Reproduce every one of the items below line for line, without changing any word or number.

(Records collected for a dataset)
┏━━
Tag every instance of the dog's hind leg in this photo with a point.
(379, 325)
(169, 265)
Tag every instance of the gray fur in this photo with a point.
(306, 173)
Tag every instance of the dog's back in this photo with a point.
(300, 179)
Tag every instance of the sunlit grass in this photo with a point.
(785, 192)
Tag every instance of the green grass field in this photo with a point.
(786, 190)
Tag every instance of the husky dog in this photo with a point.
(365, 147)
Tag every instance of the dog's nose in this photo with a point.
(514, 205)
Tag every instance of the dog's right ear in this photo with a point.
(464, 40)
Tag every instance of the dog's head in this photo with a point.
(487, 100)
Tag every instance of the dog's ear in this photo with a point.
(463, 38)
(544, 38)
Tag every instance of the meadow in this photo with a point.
┗━━
WRITTEN SOLUTION:
Tag every instance of the dog's hind leg in this photo with a point.
(379, 325)
(169, 265)
Tag every instance of the gray fur in this photo with a point.
(306, 173)
Tag every instance of the dog's back in this photo with a point.
(300, 179)
Tag every instance of the sunlit grass in this photo with a point.
(785, 192)
Tag every instance of the green grass field in this photo with a point.
(786, 190)
Tag every instance of the husky dog in this photo with a point.
(365, 147)
Tag every instance of the dog's nose in this photo with a point.
(514, 205)
Tag every instance of the dog's right ear in this photo with a point.
(464, 40)
Tag every instance of the dog's head in this photo with a point.
(487, 100)
Tag every instance of the dog's ear in this photo with a point.
(463, 38)
(544, 38)
Tag every instance of the meadow in this photo with a point.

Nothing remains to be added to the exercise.